▶ [DATA FOR PROCESSING]
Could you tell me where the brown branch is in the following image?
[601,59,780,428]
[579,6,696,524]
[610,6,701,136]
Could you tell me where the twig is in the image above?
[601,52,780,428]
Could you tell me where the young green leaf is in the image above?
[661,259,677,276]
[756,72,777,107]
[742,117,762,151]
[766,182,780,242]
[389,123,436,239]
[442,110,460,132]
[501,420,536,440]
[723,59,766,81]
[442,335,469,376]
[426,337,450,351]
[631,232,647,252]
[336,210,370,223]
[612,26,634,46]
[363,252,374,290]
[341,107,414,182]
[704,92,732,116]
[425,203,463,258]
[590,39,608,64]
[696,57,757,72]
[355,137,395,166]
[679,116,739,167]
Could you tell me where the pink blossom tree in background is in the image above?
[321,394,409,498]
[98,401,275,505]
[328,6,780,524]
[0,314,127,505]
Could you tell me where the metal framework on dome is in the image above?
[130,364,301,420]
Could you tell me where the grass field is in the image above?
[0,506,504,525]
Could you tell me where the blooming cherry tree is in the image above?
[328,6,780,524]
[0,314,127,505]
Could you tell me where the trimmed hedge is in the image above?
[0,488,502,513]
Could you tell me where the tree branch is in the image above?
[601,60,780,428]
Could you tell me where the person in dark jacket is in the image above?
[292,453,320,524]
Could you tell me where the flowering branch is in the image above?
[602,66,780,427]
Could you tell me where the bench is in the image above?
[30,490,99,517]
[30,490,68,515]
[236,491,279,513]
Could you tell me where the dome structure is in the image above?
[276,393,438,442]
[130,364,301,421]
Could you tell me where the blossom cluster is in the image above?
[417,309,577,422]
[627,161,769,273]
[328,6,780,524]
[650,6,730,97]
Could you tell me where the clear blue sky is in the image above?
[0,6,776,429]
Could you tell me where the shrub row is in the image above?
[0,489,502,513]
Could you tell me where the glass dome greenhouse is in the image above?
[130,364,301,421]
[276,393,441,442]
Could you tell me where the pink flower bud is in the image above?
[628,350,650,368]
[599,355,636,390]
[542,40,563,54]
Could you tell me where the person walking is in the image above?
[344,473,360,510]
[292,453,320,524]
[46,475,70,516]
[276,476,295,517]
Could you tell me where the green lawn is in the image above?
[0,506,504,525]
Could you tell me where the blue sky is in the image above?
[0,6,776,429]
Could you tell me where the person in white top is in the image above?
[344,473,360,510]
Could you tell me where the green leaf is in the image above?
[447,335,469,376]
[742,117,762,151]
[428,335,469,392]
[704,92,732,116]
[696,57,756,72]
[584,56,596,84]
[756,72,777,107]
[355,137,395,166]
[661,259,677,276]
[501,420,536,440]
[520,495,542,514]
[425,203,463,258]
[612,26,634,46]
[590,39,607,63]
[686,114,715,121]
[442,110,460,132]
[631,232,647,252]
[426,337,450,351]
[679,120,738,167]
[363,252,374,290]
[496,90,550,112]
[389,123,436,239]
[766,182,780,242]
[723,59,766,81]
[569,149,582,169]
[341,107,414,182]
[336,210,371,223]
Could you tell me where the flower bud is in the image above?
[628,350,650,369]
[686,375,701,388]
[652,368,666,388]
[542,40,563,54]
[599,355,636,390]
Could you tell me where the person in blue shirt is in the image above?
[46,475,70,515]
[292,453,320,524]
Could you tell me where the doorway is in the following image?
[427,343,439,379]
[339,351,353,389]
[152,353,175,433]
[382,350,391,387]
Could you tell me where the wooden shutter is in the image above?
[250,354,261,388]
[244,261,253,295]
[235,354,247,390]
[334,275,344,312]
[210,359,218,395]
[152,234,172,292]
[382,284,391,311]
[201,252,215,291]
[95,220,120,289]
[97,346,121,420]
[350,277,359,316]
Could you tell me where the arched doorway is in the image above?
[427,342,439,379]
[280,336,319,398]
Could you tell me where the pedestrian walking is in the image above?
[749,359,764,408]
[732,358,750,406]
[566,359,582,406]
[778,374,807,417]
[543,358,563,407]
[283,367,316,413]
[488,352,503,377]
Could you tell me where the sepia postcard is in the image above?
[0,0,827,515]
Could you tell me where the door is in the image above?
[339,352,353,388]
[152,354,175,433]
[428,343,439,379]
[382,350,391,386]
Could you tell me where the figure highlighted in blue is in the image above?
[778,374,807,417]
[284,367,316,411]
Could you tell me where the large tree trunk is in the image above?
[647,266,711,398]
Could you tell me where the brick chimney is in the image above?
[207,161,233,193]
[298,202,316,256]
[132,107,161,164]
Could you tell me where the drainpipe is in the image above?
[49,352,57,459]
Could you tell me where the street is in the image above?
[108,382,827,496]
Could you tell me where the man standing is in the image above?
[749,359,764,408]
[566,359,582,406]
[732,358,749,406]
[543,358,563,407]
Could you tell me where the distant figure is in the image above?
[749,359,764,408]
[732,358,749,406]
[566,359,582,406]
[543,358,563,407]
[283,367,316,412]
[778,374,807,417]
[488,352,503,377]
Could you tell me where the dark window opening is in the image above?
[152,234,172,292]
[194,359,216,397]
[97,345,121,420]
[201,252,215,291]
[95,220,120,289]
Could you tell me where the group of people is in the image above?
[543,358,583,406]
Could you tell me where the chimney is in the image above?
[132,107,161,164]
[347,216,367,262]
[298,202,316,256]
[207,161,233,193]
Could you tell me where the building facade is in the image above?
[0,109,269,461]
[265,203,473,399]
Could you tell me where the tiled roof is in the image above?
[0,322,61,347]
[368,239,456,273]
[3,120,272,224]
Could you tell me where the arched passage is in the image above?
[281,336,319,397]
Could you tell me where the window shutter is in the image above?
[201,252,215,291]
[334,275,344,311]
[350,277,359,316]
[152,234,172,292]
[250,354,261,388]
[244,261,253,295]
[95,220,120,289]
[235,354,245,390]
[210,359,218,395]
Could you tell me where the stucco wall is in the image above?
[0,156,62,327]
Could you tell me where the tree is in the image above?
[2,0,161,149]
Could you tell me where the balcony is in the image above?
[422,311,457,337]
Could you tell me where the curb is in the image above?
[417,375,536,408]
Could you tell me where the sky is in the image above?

▶ [PROMPT] Revise the listing above by replacing every "Could you tell me where" with "Can you show me where", and leave all other text unchanged.

▶ [FINAL ANSWER]
Can you show me where the brown branch is in the following image?
[601,59,780,428]
[579,6,696,524]
[610,6,701,136]
Can you show me where the twig is in the image above?
[601,52,780,428]
Can you show me where the young green leaf is in the image above?
[661,259,677,276]
[756,72,777,107]
[742,117,762,151]
[766,182,780,242]
[389,123,436,239]
[442,110,460,132]
[501,420,536,440]
[723,59,766,81]
[442,335,469,376]
[426,337,450,351]
[631,232,647,252]
[336,210,370,223]
[612,26,634,46]
[363,252,374,290]
[341,107,414,182]
[704,92,732,116]
[425,203,463,258]
[590,39,608,64]
[696,57,757,72]
[355,137,395,166]
[679,116,739,167]
Can you show me where the pink blossom tree in background is in the image above?
[321,394,409,498]
[98,401,275,505]
[328,6,780,524]
[0,314,127,505]
Can you show me where the metal framework on dome is in the image above?
[130,364,301,420]
Can you show me where the grass field is in the image above?
[0,506,504,525]
Can you show me where the blooming cherry tree is in the image above?
[328,6,780,524]
[0,314,127,505]
Can you show me where the trimmed hedge is in the image above?
[0,488,502,513]
Can you show me where the tree branch is in the image above?
[601,60,780,428]
Can you show me where the person in dark jacket is in the image above?
[292,453,320,524]
Can you show me where the flowering branch is in the image above?
[602,66,780,427]
Can you show me where the bench is in the image above?
[30,490,99,517]
[30,490,68,515]
[236,491,279,513]
Can you show me where the dome structure is in the image above?
[276,393,438,442]
[130,364,301,421]
Can you show me where the blossom cluster is in the image above?
[417,309,577,422]
[627,161,769,273]
[328,6,780,524]
[650,6,730,97]
Can you show me where the clear blue sky is in the image above?
[0,6,776,429]
Can you show me where the shrub row is in the image above?
[0,489,502,513]
Can you show me where the glass dome greenhouse is in the image above?
[130,364,301,421]
[276,393,441,442]
Can you show me where the pink flower bud is in the image above?
[628,350,650,368]
[599,355,636,390]
[542,40,563,54]
Can you show me where the person walking is in the image above?
[344,473,360,510]
[292,453,320,524]
[46,475,70,516]
[276,476,295,517]
Can you show me where the green lawn is in the image above?
[0,506,504,525]
Can you show me where the blue sky is in the image above?
[0,6,776,429]
Can you show me where the person in white top is in the image above?
[344,473,360,510]
Can you show me where the green leaf is in the image above?
[447,335,469,376]
[742,117,762,151]
[428,335,469,392]
[704,92,732,116]
[696,57,756,72]
[584,56,596,84]
[756,72,777,107]
[355,137,395,166]
[661,259,677,276]
[501,420,536,440]
[520,495,542,514]
[425,203,463,258]
[612,26,634,46]
[590,39,607,63]
[686,114,715,121]
[442,110,460,132]
[631,232,647,252]
[426,337,450,351]
[679,120,738,167]
[363,252,374,290]
[496,90,550,112]
[389,123,436,239]
[766,182,780,242]
[723,59,766,81]
[569,149,582,169]
[341,107,414,182]
[336,210,371,223]
Can you show me where the flower bud is in the image above?
[628,350,650,369]
[686,375,701,388]
[652,368,666,388]
[542,40,563,54]
[599,355,636,390]
Can you show me where the person in blue shirt is in the image above?
[46,475,70,515]
[292,453,320,524]
Can you show me where the doorway is in the following image?
[427,343,439,379]
[339,351,353,389]
[152,353,175,433]
[382,350,391,387]
Can you show me where the wooden shutter is in the image above?
[250,354,261,388]
[244,261,253,295]
[235,354,247,390]
[334,275,344,312]
[210,359,218,395]
[152,234,172,292]
[382,284,391,311]
[201,252,215,291]
[95,220,120,289]
[97,346,121,420]
[350,277,359,316]
Can you show me where the arched doorway is in the image above?
[427,342,439,379]
[280,336,319,398]
Can you show me where the pedestrian walking is in the image above?
[749,359,764,408]
[732,358,750,406]
[566,359,582,406]
[778,374,807,417]
[543,358,563,407]
[283,367,316,413]
[488,352,503,377]
Can you show me where the sepia postcard is in the image above?
[0,0,827,515]
Can you show me where the door is in the image above?
[339,352,353,388]
[152,354,175,433]
[428,343,439,379]
[382,350,391,386]
Can you show me where the figure highlighted in blue is in the image above?
[778,374,807,417]
[284,367,316,411]
Can you show me where the large tree trunk is in the image above?
[647,266,711,398]
Can you show me where the brick chimney is in the image above?
[207,161,233,193]
[298,202,316,256]
[132,107,161,164]
Can you show me where the drainpipe is in the image above?
[49,352,57,459]
Can you show me where the street is in the image above?
[108,382,827,496]
Can you show me where the man standing is in the image above?
[749,359,764,408]
[566,359,582,406]
[732,358,749,406]
[543,358,563,407]
Can you show me where the distant figure is in the image above?
[749,359,764,408]
[732,358,749,406]
[566,359,582,406]
[543,358,563,407]
[283,367,316,412]
[778,374,807,417]
[488,352,503,377]
Can you show me where the dark window opening is in the image above?
[152,234,172,292]
[194,359,216,397]
[97,345,121,420]
[201,252,215,291]
[95,220,120,289]
Can you show me where the group of people is in the image above?
[543,358,583,406]
Can you show me where the chimney is in the image above?
[132,107,161,164]
[347,216,367,262]
[298,202,316,256]
[207,161,233,193]
Can you show me where the building facade is in the image above?
[0,109,269,461]
[265,203,473,399]
Can you show me where the tiled roof is in the image above?
[0,322,61,347]
[368,239,456,273]
[3,120,272,224]
Can you show me where the arched passage is in the image above?
[281,336,319,397]
Can you show me where the window shutter is in the image above?
[201,252,215,291]
[334,275,344,311]
[350,277,359,316]
[152,234,172,292]
[250,354,261,388]
[244,261,253,295]
[95,220,120,289]
[235,354,245,390]
[210,359,218,395]
Can you show me where the stucco wall is in the image above?
[0,156,62,327]
Can you show me where the tree is in the image above?
[2,0,161,149]
Can you show me where the balcony is in the image above?
[422,311,457,337]
Can you show me where the curb is in the image above?
[417,375,536,408]
Can you show me where the sky is in the image above?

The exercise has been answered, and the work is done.